Collected data:
=====

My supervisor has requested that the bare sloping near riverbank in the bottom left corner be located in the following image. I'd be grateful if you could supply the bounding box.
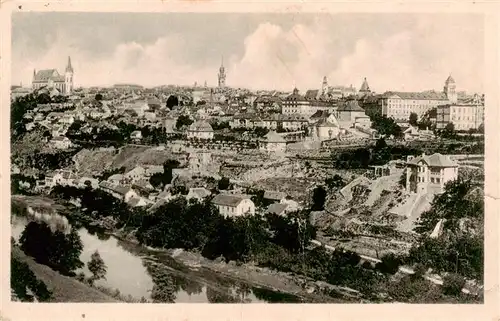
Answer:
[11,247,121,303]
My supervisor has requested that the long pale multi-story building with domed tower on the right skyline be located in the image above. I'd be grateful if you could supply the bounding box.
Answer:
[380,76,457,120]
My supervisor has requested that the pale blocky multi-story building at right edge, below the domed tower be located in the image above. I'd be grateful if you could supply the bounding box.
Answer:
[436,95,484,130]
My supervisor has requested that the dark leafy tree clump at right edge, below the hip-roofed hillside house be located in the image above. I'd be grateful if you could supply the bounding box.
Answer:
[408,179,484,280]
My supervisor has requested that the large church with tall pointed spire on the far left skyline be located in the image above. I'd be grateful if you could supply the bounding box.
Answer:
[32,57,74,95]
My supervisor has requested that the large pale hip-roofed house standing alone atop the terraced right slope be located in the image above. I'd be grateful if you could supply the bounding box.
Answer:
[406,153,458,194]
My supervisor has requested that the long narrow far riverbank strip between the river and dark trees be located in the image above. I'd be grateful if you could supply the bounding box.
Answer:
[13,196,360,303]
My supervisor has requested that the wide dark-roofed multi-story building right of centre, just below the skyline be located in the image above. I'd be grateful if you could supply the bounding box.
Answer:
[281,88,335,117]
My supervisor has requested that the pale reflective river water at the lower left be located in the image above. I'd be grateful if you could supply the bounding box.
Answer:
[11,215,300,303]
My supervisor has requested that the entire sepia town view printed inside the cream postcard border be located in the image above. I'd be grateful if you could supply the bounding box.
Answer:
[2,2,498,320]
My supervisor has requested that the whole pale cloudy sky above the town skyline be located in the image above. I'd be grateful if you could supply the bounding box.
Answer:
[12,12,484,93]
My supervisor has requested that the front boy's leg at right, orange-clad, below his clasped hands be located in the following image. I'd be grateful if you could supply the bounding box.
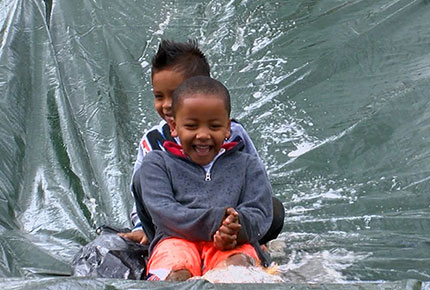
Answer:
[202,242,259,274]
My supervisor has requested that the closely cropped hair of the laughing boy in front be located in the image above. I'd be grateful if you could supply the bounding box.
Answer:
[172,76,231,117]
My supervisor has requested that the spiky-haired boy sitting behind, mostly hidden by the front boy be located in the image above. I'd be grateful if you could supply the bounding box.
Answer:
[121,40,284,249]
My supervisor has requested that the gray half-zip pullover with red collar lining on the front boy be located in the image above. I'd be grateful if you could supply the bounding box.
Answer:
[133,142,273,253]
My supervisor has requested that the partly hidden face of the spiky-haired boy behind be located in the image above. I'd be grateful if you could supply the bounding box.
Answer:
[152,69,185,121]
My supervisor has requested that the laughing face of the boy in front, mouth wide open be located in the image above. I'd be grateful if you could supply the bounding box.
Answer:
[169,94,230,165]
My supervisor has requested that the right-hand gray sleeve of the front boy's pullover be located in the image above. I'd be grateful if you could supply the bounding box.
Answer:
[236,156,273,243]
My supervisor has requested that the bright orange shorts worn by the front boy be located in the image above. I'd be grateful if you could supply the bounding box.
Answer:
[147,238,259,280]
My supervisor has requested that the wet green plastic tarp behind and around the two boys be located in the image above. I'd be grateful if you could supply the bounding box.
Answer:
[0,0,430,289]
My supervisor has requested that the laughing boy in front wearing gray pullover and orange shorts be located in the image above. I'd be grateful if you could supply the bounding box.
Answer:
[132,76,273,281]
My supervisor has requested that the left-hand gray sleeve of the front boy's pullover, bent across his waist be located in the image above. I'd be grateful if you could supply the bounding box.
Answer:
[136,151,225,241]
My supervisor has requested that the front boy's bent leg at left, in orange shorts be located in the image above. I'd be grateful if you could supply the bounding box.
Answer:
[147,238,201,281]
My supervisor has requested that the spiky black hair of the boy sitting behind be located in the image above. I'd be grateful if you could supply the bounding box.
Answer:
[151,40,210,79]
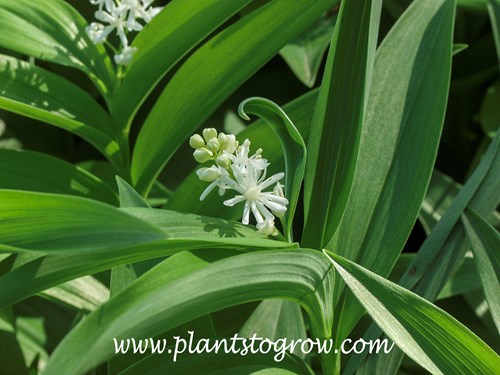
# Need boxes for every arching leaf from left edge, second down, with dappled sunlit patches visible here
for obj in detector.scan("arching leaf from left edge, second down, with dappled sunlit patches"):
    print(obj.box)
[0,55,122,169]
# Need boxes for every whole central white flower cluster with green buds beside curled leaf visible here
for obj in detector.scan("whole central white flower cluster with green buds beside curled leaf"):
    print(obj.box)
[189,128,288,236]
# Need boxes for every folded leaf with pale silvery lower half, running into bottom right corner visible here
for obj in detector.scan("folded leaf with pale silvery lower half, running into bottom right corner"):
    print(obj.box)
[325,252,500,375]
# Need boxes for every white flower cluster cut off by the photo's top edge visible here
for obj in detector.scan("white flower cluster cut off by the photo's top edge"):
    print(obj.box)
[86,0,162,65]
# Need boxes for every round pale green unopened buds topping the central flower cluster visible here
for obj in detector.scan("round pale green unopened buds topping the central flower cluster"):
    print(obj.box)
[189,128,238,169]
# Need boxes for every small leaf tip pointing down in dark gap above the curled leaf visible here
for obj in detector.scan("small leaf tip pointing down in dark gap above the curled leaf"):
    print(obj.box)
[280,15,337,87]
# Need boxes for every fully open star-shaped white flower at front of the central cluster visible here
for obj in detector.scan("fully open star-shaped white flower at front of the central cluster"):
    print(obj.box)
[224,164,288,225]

=====

_EXERCISE AIM_. The number of lines containing "topping" is all that is wanted; tally them in the data.

_RESPONSE BELOW_. 2